Stored dataset items:
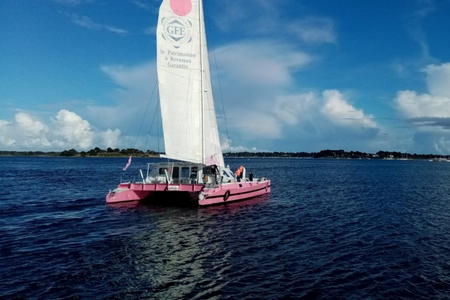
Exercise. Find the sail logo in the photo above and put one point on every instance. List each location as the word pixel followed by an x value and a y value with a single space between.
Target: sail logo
pixel 177 31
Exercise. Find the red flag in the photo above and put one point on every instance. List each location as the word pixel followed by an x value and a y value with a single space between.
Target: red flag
pixel 128 164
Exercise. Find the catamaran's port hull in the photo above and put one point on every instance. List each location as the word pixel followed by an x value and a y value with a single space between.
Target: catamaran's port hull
pixel 197 193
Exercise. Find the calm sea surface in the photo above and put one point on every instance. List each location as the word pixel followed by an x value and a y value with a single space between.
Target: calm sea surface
pixel 329 229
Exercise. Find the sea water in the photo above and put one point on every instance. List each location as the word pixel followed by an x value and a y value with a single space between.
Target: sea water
pixel 329 229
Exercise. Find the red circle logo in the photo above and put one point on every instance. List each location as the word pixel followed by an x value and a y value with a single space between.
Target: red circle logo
pixel 181 7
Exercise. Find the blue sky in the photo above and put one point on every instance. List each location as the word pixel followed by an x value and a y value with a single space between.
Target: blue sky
pixel 289 75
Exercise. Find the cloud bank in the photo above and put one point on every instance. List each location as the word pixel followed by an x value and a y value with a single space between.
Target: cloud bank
pixel 429 112
pixel 66 130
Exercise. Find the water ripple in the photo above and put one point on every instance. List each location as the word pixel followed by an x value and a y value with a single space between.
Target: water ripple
pixel 330 229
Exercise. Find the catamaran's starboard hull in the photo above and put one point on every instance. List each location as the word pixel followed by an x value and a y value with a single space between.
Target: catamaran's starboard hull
pixel 197 193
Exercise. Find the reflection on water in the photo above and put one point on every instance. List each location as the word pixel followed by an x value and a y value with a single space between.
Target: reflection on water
pixel 329 229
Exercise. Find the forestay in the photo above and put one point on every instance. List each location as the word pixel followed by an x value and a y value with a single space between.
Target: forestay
pixel 187 105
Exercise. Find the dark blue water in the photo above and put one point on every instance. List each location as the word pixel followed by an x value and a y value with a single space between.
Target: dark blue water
pixel 330 229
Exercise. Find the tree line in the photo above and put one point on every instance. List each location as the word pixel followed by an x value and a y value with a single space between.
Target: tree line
pixel 110 152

STATED PROBLEM>
Reproduce the lines from the one containing "Exercise. Find the sea" up to and including the one containing "pixel 66 130".

THE RESPONSE>
Exercise. Find the sea water in the photo above and put one point on every instance. List each location as the word pixel followed by an x value and a y value with a single space between.
Target: sea water
pixel 329 229
Exercise. Find the red circle logo in the photo above and put one point on every instance. List each location as the word pixel followed by an x value and a y value with a single space between.
Target: red circle logo
pixel 181 7
Exercise. Find the blue sky in the photo above and put one point on every instance. List each location as the word pixel followed by an x value and a y value with a single space between.
Target: blue sky
pixel 289 75
Exercise. Find the cloud bank in the photo above and put one point on every instance. List each location as the word pixel followed by an x value and a y value with a single space between.
Target: cloud bank
pixel 429 112
pixel 66 130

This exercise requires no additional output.